→ **SOURCE PASSAGE**
[START]

Getting more for less
posted on
Feb 04, 2009 10:54AM
Developing large acreage positions of unconventional and conventional oil and gas resources
Alberta may be the most expensive gas basin in North America, but operators must still do what they can to make a buck
http://www.oilweek.com/articles.asp?...
by Peter McKenzie-Brown
North America´s natural gas business is going through fundamental change, but Alberta´s conventional gas sector isn´t well positioned to compete, a conclusion brought into sharp focus by Canadian Natural Resources Limited president Steve Laut in a conference call to discuss his company´s deep cuts in capital spending for 2009.
"We are drilling [for gas] in B.C. but cutting back in Alberta," he said. "The oilsands can withstand [Alberta´s] higher royalties, and on the oil side, the government got it right, but they missed it on gas. Alberta is the worst place for gas development in North America, and likely the world."
Part of the problem is Alberta´s much-maligned new royalty regime, which sapped the industry´s motivation to invest in the province´s traditional source of supply, conventional gas.
In November the province gave explorers the option to pay royalties at the old rate for four years, provided the wells were more than 1,000 metres deep and spudded after the New Year.
This eleventh-hour tinkering, Tristone Capital vice-president Cristina Lopez says, "will have an improvement on activity levels in the province, but it will not improve the cash flow outlook for companies that are going into a difficult commodity-price environment."
That´s a major reason for the decline in conventional exploration and development.
"There´s been a tendency to assume that as long as we have gas opportunities in Alberta, people will come here to invest their money to get it out," said Dave Russum, who is head of geosciences at AJM Petroleum Consulting. "We should not automatically assume that will be the case. When you change the royalty system and make other such changes, then investors will go to other opportunities where they have other advantages-closer to markets, or where there´s a better royalty regime or a lower cost structure."
Up until 2008, Russum says, there had been a pretty clear correlation between the number of wells drilled in Alberta and the commodity price of natural gas. When prices went up, so did the number of wells. Last year, however, prices rose early in the year, while drilling in Alberta went down.
This was quite likely an unintended consequence of the province´s new royalty regime, but other economic factors were also at play.
Geological targets are changing; costs and prices are fluctuating for reasons that have nothing to do with natural gas activity levels (think oilsands); new technologies are fundamentally changing the economics of development; and issues related to environmentally responsive, full-cost accounting are playing an increasingly important role in project approvals.
A fourth amigo…again
Three western countries-Norway, Canada, and the Netherlands-are now self-sufficient in natural gas. (The United Kingdom was among them until four years ago.) Soon, another country could join that small but lucky band. If you were to hazard a guess, which country do you think might join that group?
That country, whose conventional gas production peaked in 1972, began focusing on unconventional natural gas in the 1980s. Today, the United States is producing gas at rates near its 1972 peak, and rapidly growing supplies from unconventional fields-shale gas and coalbed methane, predominantly-are outstripping by far the decline from conventional sources, and liquefied natural gas production from Alaska is possible.
A number of observers have suggested that these factors could soon make the United States again self-sufficient, and an obvious implication is that Canada must develop alternative markets to help create price security.

[END]

→ **DATASET**
[START]

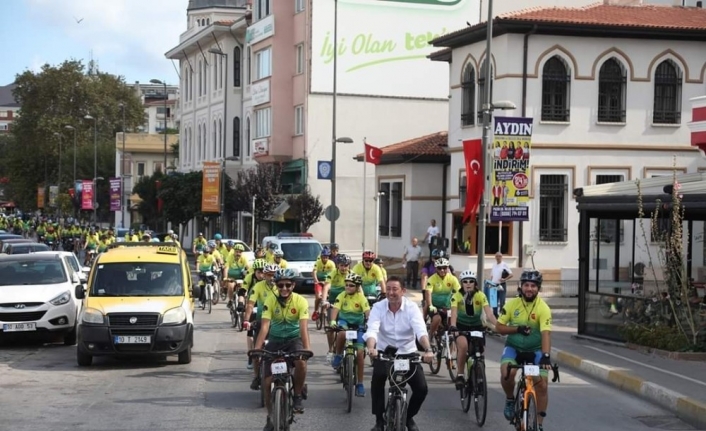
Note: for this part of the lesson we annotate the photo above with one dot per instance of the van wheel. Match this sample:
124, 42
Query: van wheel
185, 356
83, 359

[END]

→ **EXERCISE DETAILS**
Continue the article on Alberta's natural gas industry from where it stops.

→ **WRITTEN ANSWER**
According to Russum, only six per cent of the sedimentary rock in the Western Canadian Sedimentary Basin (WCSB) is prospective for conventional natural gas. However, the bulk of the other rocks are prospective for biogenic gas, tight gas, fractured gas, or shale gas. Coal bed methane represents a tiny additional wedge on his pie.
This gas-prone basin, where conventional gas production is in decline, still hosts huge volumes of undeveloped hydrocarbons. That´s a point worth remembering.
The cost of developing and delivering western Canada´s gas varies greatly from region to region, but the WCSB is still one of the world´s most expensive onshore basins to develop.
National Energy Board (NEB) figures illustrate clearly the geographical diversity in costs related to developing and producing these gas supplies, from a low of C$6.58 per thousand cubic feet (mcf) in the Deep Basin region of Alberta to C$11.18 per mcf in the adjacent foothills of northeastern British Columbia.
For gas producers and analysts, the critical factor in the NEB analysis is that gas prices need to average $7.88 per mcf for producers to generate a risked after-tax rate of return of 15 per cent in the WCSB. Given an average Alberta spot price for natural gas of around $6 in 2007, the report says, "the average economics for new gas development in western Canada were marginal…. These results are consistent with the general impressions expressed by industry players about the tight economics of new gas."
Costs and prices
If the economics are as bad as the NEB suggests, why is a fair amount of gas exploration even taking place?
According to University of Calgary economics professor Robert Mansell, "It depends on your outlook on prices. If you look into the future and you see average prices in the future at $12, say, then you want to establish a position in that play. Even if you think gas prices will never go above $8, you may want to establish reserves at today´s costs. You could sell them to people who have expectations of higher prices."
It´s all about price and cost.
Even though unconventional gas is more expensive to develop than conventional production, that´s where about 60 per cent of natural gas activity is going. Like the United States, which made great progress developing unconventional gas during an era of lower prices, western Canada is developing these resources in a period of price and cost disequilibrium-that is, lower prices and higher costs.
This is counterintuitive. In classical economics, adversity in the gas industry-the lower margins and riskier business environment of the last few years, for example-would force the industry to drive down costs and increase efficiency.
Mansell squelches that assumption, first zeroing in on the dynamic relationship between price and cost.
"Costs drive prices," he says, "but prices also drive costs." Supply costs go up and down depending on activity levels, rig and services availability, materials, labour, technology, changes in well productivity, changing drilling targets, and changing fiscal and tax regimes. Crown land prices go up and down as well.
The main way the recent downturn would force the gas industry to become more efficient, said Mansell, would be through consolidation. "In this environment, there´s likely to be much more rationalization." As smaller companies combine into larger ones, they generally become more efficient.
Technology
While companies employ cost-cutting measures (shutting in higher-cost gas supplies during tough times, for example), Mansell makes the case that real efficiencies are more likely to arise in periods of relative prosperity than in periods of economic adversity.
"In a tight margin environment, would companies put more R&D and technology into increasing efficiency? It´s not clear. They actually have more free cash to play with in a higher price environment [and are therefore in a better position to increase efficiency]. However, if a company is financially healthy, it can even increase profits in a low-cost environment by applying new technologies."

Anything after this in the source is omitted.